Texas: Lone Star Premiere

Texas: Lone Star Premiere

East Texas Symphony Orchestra premieres a new piece by Kenji Bunch.

Written By

Benjamin Ivry

Kenji Bunch
Composer Kenji Bunch

On September 17, Double Talk: A Conversation for Marimba, Trumpet, and Orchestra by Kenji Bunch had its world premiere in Tyler, Texas. The 20-minute work was performed by the East Texas Symphony Orchestra led by its Music Director and Conductor Per Brevig, with the soloists Makoto Nakura, an internationally recognized marimbist, and James Sims, principal trumpeter of the East Texas Symphony.

The Portland-born Kenji Bunch, a former Young Concert Artists’ composer-in-residence, has had a flurry of recent commissions and premieres. In 2004, Bunch’s Symphony No. 1, “Lichtenstein Triptych,” was premiered by the Santa Rosa Symphony, earning critical praise for its zesty energy and diverse influences, from Bernard Herrmann—who wrote film scores for Alfred Hitchcock—to Carl Stalling, composer of music for Warner Brothers cartoons.

Double Talk benefited from equally varied influences. During a phone chat a few days before the work’s world premiere, Bunch explained that he was especially influenced by the jazzy irony of Shostakovich’s Piano Concerto No. 1 for piano, trumpet, and strings.

Bunch wrote the new piece expressly for Nakura, the fourth work he has written over the past six years for the virtuoso. “Before meeting [Nakura] I never thought of the [marimba],” Bunch admitted. “But he makes a strong case for it as a solo and orchestral instrument. I love its color and rhythmic vitality. There’s a roundness to the tone and I have a sensibility for that, since I’m a violist. The marimba is the viola of the percussion world, with a mellowness and versatility that can remind you of a gamelan orchestra or the sounds of nature.”

Bunch didn’t find there to be any special challenges in orchestrating a work for marimba and trumpet. He explained that the two instruments “offer a delightful counterpoint” and the trumpet does not drown out the marimba since “the marimba can be really loud—you’d be surprised! The balance is quite nice between the two—the trumpet doesn’t feel he has to play on eggshells.”

### DATASET CONTENT
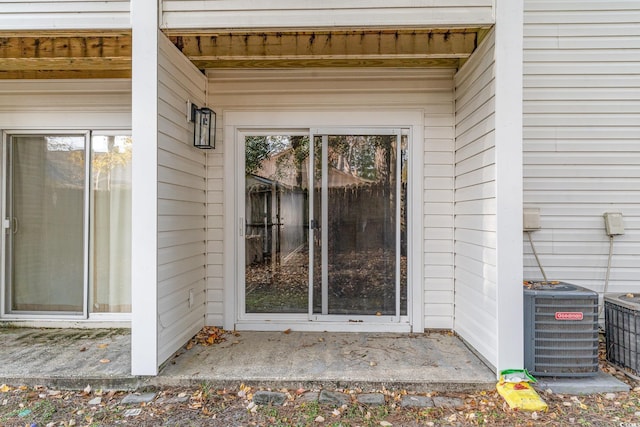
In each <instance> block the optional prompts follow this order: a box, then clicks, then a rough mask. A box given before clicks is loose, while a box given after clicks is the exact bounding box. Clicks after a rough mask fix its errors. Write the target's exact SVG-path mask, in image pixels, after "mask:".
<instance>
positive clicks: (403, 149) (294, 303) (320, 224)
mask: <svg viewBox="0 0 640 427" xmlns="http://www.w3.org/2000/svg"><path fill="white" fill-rule="evenodd" d="M242 142H243V144H242V146H241V147H240V148H239V150H240V152H241V158H242V159H243V161H244V180H243V182H244V185H243V187H244V197H243V198H242V199H240V200H238V209H239V211H240V218H239V221H240V233H241V242H242V245H240V247H241V249H240V254H239V255H240V256H239V258H240V259H242V262H241V263H242V266H241V270H240V271H241V273H240V276H241V279H242V280H241V288H240V301H241V304H242V313H243V315H244V316H246V315H253V314H260V315H261V317H260V318H264V319H267V318H269V316H268V315H267V314H271V315H272V316H271V317H273V318H277V317H278V316H281V315H291V314H296V315H297V316H296V318H297V319H307V320H310V321H314V320H323V321H334V320H335V321H349V322H351V321H357V322H368V321H370V322H380V321H382V322H399V321H400V317H401V316H406V315H407V274H406V272H407V233H406V230H407V209H406V207H407V200H406V194H407V170H406V169H407V154H408V153H407V137H406V136H403V135H402V131H401V130H400V129H367V130H362V129H346V130H312V131H311V132H310V133H309V134H304V135H290V134H274V133H264V134H260V133H259V132H258V133H256V134H252V135H243V141H242ZM302 314H304V315H306V316H304V317H302V316H300V315H302ZM281 317H282V316H281Z"/></svg>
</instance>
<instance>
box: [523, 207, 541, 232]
mask: <svg viewBox="0 0 640 427" xmlns="http://www.w3.org/2000/svg"><path fill="white" fill-rule="evenodd" d="M522 229H523V230H524V231H535V230H540V209H538V208H524V209H523V210H522Z"/></svg>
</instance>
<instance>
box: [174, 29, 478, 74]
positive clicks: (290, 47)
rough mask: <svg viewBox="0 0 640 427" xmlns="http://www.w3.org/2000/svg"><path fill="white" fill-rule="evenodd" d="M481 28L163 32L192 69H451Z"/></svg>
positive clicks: (460, 57)
mask: <svg viewBox="0 0 640 427" xmlns="http://www.w3.org/2000/svg"><path fill="white" fill-rule="evenodd" d="M486 30H487V28H447V29H434V28H430V29H417V28H403V29H381V28H379V29H375V28H374V29H372V28H369V29H318V30H300V31H292V30H290V31H269V32H267V31H254V32H246V31H244V32H234V31H189V32H181V31H178V30H170V31H165V33H166V34H167V36H168V37H169V38H170V39H171V41H172V42H173V44H175V45H176V46H177V47H178V49H180V50H181V51H182V53H183V54H184V55H185V56H187V58H189V59H190V60H191V62H193V63H194V64H195V65H196V66H197V67H198V68H200V69H208V68H301V67H454V68H458V67H459V66H460V63H461V62H464V61H465V60H466V59H467V58H468V57H469V56H470V55H471V54H472V53H473V51H474V50H475V48H476V47H477V46H478V44H479V42H480V40H481V39H482V37H483V35H484V34H485V32H486Z"/></svg>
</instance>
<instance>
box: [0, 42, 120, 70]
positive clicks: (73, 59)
mask: <svg viewBox="0 0 640 427" xmlns="http://www.w3.org/2000/svg"><path fill="white" fill-rule="evenodd" d="M128 77H131V32H130V31H100V32H90V31H74V32H69V31H66V32H65V31H50V32H43V31H38V32H37V33H36V32H24V31H23V32H7V31H2V32H0V79H61V78H128Z"/></svg>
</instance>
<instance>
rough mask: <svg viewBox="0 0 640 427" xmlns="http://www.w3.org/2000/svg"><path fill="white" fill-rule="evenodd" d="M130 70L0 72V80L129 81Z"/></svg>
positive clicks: (13, 71)
mask: <svg viewBox="0 0 640 427" xmlns="http://www.w3.org/2000/svg"><path fill="white" fill-rule="evenodd" d="M130 78H131V70H99V71H90V70H65V71H61V70H30V71H24V70H21V71H1V70H0V80H15V79H130Z"/></svg>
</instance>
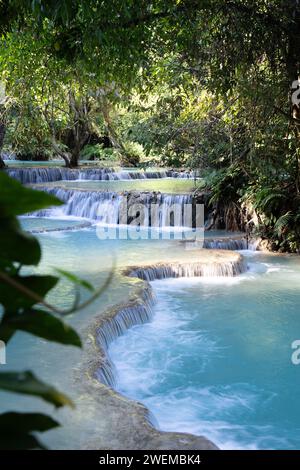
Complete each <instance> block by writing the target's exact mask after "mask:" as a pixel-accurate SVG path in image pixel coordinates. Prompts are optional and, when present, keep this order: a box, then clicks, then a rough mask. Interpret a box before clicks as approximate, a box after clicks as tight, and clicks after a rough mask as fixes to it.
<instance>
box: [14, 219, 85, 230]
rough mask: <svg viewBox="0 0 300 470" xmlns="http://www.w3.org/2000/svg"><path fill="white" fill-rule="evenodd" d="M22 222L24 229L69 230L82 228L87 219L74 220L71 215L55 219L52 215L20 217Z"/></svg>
mask: <svg viewBox="0 0 300 470" xmlns="http://www.w3.org/2000/svg"><path fill="white" fill-rule="evenodd" d="M20 223H21V226H22V228H23V229H24V230H27V231H37V232H43V231H48V230H49V231H50V230H51V231H52V230H68V229H75V228H78V229H79V228H80V227H82V225H84V224H86V223H87V221H85V220H83V219H78V220H73V219H72V218H70V217H66V219H55V218H50V217H20Z"/></svg>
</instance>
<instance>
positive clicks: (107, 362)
mask: <svg viewBox="0 0 300 470" xmlns="http://www.w3.org/2000/svg"><path fill="white" fill-rule="evenodd" d="M195 255H196V256H197V257H199V258H200V260H199V261H197V262H195V261H194V262H192V261H191V262H184V263H183V262H168V263H167V262H163V263H157V264H154V265H146V266H131V267H128V268H126V269H124V270H123V271H122V273H121V274H123V276H127V277H130V278H132V277H135V278H138V279H141V280H143V281H144V284H143V287H142V288H139V290H138V292H136V293H135V294H134V296H133V297H132V298H130V299H129V301H128V302H127V303H126V304H124V305H118V306H116V307H114V308H112V309H110V310H108V311H107V312H106V313H105V314H104V315H103V316H102V317H101V319H100V320H98V322H97V327H96V337H97V342H98V346H99V349H100V353H101V358H100V363H99V362H98V364H97V370H95V371H94V375H95V376H96V377H97V379H98V380H100V382H102V383H104V384H105V385H108V386H110V387H114V385H115V382H116V380H115V370H114V365H113V363H112V361H111V360H110V358H109V355H108V347H109V345H110V343H111V342H112V341H114V339H116V338H117V337H118V336H121V335H122V334H124V332H125V331H126V330H127V329H129V328H131V327H132V326H134V325H138V324H143V323H146V322H148V321H150V319H151V317H152V306H153V304H154V301H155V298H154V294H153V290H152V288H151V285H150V284H149V282H151V281H154V280H156V279H167V278H174V277H176V278H178V277H200V276H203V277H216V276H218V277H233V276H237V275H239V274H242V273H243V272H245V271H246V270H247V266H246V263H245V260H244V258H243V257H242V256H241V255H240V254H239V253H234V252H229V251H224V252H222V251H217V252H216V251H213V250H209V254H207V250H198V251H197V252H196V253H195ZM201 258H202V259H201Z"/></svg>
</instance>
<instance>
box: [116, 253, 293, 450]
mask: <svg viewBox="0 0 300 470" xmlns="http://www.w3.org/2000/svg"><path fill="white" fill-rule="evenodd" d="M249 268H250V270H249V272H248V273H247V274H244V275H242V276H240V277H239V278H233V279H220V278H215V279H197V278H194V279H172V280H163V281H155V282H153V283H152V286H153V288H154V290H155V292H156V295H157V304H156V306H155V309H154V319H153V321H152V322H151V323H149V324H146V325H142V326H136V327H134V328H132V329H131V330H130V331H128V332H127V333H126V334H125V335H124V336H122V337H120V338H119V339H117V340H116V341H115V342H114V343H113V344H112V346H111V347H110V350H109V353H110V357H111V359H112V360H113V362H114V364H115V365H116V368H117V373H118V386H117V389H118V390H119V391H120V392H121V393H124V394H125V395H127V396H129V397H131V398H134V399H136V400H139V401H141V402H143V403H144V404H145V405H146V406H147V407H148V408H149V409H150V410H151V411H152V413H153V415H154V417H155V418H156V421H157V423H158V425H159V427H160V428H161V429H163V430H167V431H185V432H191V433H194V434H200V435H205V436H207V437H208V438H210V439H211V440H212V441H214V442H215V443H217V444H218V445H219V447H220V448H223V449H224V448H225V449H232V448H234V449H246V448H248V449H299V448H300V401H299V389H300V366H295V365H293V364H292V362H291V355H292V352H293V350H292V349H291V343H292V342H293V341H294V340H295V339H299V338H300V316H299V305H300V291H299V280H300V260H299V258H286V257H266V256H264V255H259V254H258V255H255V256H253V257H252V258H250V259H249Z"/></svg>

### EXERCISE TASKS
a - Reproduce the passage of the article on the Kenji Bunch premiere starting at "Benjamin Ivry" and ending at "East Texas Symphony.".
b - Using the article on the Kenji Bunch premiere, say yes or no to each statement and quote the words that decide it: (i) Double Talk had its world premiere in Tyler, Texas. (ii) Bunch's Symphony No. 1 was premiered by the East Texas Symphony Orchestra. (iii) Bunch plays the viola.
c - Write what comes next in the article on the Kenji Bunch premiere, picking up after its final sentence.

### ACTIVITY ANSWERS
a -
Benjamin Ivry

Kenji Bunch
Composer Kenji Bunch

On September 17, Double Talk: A Conversation for Marimba, Trumpet, and Orchestra by Kenji Bunch had its world premiere in Tyler, Texas. The 20-minute work was performed by the East Texas Symphony Orchestra led by its Music Director and Conductor Per Brevig, with the soloists Makoto Nakura, an internationally recognized marimbist, and James Sims, principal trumpeter of the East Texas Symphony.

b -
(i) Yes: "had its world premiere in Tyler, Texas"
(ii) No: "was premiered by the Santa Rosa Symphony"
(iii) Yes: "since I’m a violist"

c -
Bunch said that he chose to write for a scaled-down classical-sized orchestra, defying the trend in contemporary music, including Bunch’s own, to include a battery of percussion driving an entire work. Instead, he opted for a work that was “really about the soloists and the orchestra as characters in the piece, not to overwhelm one with another.”

Bunch’s new work, which was performed alongside works by English composers like Handel, Britten, and Elgar, had an appropriately British-like wit. As Bunch stated to me, “I’ll never be British, but I do think [Double Talk] will fit in because it has a certain neo-classic sensibility which I find a lot in Britten, who is a composer hero of mine.”

Makoto Nakura
Marimbist Makoto Nakura
Photo by Emi Hatsugai

Bunch composes music with the pleasure principle firmly in view, and in this sense Per Brevig was the ideal conductor for the occasion, as he seemed able to inspire his Texan musicians to play as if for the sheer enjoyment of it, a very rare quality among conductors. Double Talk was notable for its Stravinsky-like bright rhythms and blithe, Poulenc-style melodies. Nakura, dressed in a saffron-colored silk shirt, played with exuberant, urban zest, with some of the acrobatic humor of Danny Kaye—light years away from the humorless playing of Japanese kodo drummers. Sims displayed plenty of burnished tone, although some of the ironic razzing in Shostakovich’s works for trumpet might have also been welcome in this context.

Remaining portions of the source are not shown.